- **Text passage**
********************

# Hello! I almost feel like I belong here finally...



## Dory (Jan 4, 2012)

Hi, everyone!

My name is Dory and I live in upstate New York. I joined this forum several months ago and have lurked and gained some very valuable information from all of you (even if you didn't know it!)

This Saturday my husband and I will be picking up our very first Havanese puppy from our awesome breeder. We have already named him Quincy -he just turned ten weeks old yesterday 
I cannot even tell you how excited (and nervous) I am! We have not had a really little guy for many years. Our beloved Lhasa passed away the week before Christmas last year - he was 13 years old. 
I have been reading all kinds of books, getting advice from our breeder, reading forums (mostly this one), and just trying to soak it all in and hope it sticks LOL.

I am going to try and attach a pic of our little guy. The last ones I have were when we went to meet him for the first time when he was just about six weeks old.

I look forward to being more active now that we're going to finally bring our little guy home. I look forward to "meeting" all of you. 
I love seeing all of your pictures too


----------



## whimsy (Apr 3, 2010)

Welcome!! aww....What a sweet little baby you are getting!! It really is a fun and exciting time bringing them home...looking forward to more pictures and watching him grow.


----------



## TilliesMom (Sep 30, 2010)

awwwwwwww, ADORABLE! such a little guy!!!
Congratulations and we look forward to more PICTURES and stories of Quincy's adventures!!

********************

- **Extracted entries**
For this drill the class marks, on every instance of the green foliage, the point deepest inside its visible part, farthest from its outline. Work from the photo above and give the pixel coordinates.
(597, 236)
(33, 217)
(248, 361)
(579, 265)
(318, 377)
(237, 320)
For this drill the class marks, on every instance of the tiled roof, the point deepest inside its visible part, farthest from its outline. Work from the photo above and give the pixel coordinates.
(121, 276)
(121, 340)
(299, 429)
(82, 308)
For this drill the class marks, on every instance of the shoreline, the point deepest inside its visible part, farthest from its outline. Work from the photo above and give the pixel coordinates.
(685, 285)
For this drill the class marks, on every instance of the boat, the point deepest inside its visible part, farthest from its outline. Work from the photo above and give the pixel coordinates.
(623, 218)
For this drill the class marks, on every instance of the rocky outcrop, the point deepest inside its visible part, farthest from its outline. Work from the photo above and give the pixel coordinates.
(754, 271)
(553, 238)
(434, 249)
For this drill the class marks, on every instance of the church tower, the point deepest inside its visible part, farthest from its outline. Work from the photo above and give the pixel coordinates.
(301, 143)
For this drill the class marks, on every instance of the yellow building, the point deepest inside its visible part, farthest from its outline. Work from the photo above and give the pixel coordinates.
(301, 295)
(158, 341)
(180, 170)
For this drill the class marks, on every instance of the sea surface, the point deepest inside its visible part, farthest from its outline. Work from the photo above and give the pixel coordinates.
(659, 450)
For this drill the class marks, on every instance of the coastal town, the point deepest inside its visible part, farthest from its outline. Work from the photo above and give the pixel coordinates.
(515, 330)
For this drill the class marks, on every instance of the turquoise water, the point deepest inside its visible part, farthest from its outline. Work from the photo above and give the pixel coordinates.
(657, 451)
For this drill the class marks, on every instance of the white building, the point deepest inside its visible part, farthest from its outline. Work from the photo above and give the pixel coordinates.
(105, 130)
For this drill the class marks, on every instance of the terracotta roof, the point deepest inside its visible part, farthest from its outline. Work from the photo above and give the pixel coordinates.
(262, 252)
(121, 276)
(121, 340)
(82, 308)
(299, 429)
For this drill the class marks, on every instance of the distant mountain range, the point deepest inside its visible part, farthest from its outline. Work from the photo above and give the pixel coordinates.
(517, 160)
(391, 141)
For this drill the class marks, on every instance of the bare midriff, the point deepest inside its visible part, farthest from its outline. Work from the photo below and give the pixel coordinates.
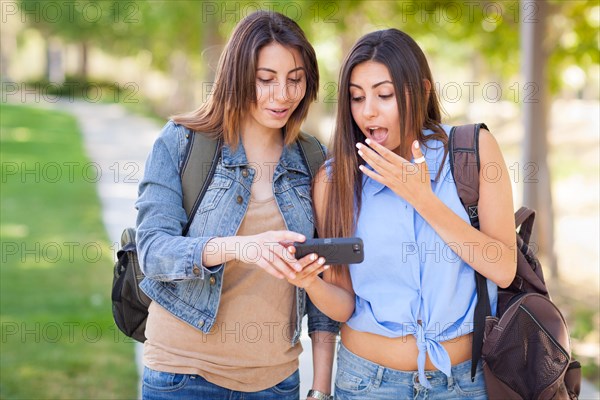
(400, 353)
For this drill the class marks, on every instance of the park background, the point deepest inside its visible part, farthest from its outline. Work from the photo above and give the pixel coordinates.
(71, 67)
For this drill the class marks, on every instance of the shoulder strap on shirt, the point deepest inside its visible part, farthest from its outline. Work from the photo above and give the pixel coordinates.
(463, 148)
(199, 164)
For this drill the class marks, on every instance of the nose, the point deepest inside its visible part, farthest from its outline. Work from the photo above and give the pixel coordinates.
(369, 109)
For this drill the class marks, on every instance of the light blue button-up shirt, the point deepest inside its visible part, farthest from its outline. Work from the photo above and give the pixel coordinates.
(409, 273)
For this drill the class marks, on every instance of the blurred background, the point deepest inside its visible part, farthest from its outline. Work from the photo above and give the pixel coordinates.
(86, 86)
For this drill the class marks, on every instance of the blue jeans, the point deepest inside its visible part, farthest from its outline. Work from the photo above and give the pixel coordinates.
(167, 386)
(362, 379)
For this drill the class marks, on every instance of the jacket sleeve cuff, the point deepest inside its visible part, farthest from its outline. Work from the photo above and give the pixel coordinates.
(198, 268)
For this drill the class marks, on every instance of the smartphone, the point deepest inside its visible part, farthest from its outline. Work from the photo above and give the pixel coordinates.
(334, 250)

********************

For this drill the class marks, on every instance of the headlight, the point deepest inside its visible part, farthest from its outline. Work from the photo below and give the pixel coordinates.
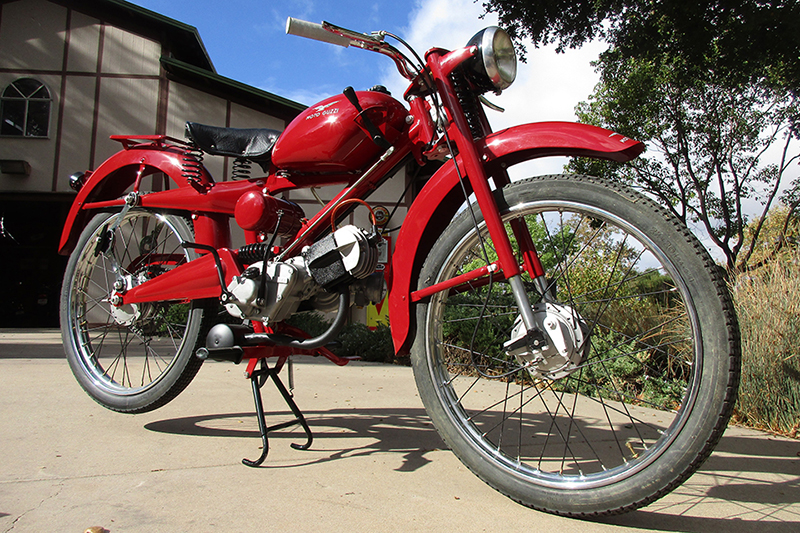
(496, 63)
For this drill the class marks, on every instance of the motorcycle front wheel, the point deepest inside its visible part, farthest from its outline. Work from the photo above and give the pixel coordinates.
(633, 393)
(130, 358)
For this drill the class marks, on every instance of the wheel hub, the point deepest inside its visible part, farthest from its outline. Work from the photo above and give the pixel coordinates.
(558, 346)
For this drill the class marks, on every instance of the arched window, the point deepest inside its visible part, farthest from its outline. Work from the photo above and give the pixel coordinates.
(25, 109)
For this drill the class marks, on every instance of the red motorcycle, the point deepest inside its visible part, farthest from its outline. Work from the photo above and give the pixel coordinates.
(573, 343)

********************

- **To do**
Pick up the forum thread welcoming Dory and her Havanese puppy Quincy, and continue it after its last reply.

- **Output for this task**
----------



## mct (May 9, 2012)

Congrats!! We have only had our Comet home for a week and a half and can only offer the advice of - get your sleep NOW!! LoL. The first couple of days are fun but exhausting!! Hope everything goes well!!


----------



## mamacjt (Aug 23, 2011)

Awww.......he is adorable! Welcome!


----------



## davetgabby (Dec 29, 2007)

Welcome Dory. Don't be shy, I bet you're excited. He's a looker for sure.


----------



## ShirleyH (Sep 13, 2009)

Dory, welcome! Don't be nervous--he's going to fit right in. Quincy is just beautiful.


Keeper's Mom (Shirley H)


----------



## HavaneseSoon (Nov 4, 2008)

Welcome to your new way of life, full of joy and laughter. Looking forward to all your pictures and fun times and the other times too.


----------



## misstray (Feb 6, 2011)

Congratulations! You must be so excited!! He's a cutie for sure!


----------



## emichel (May 3, 2012)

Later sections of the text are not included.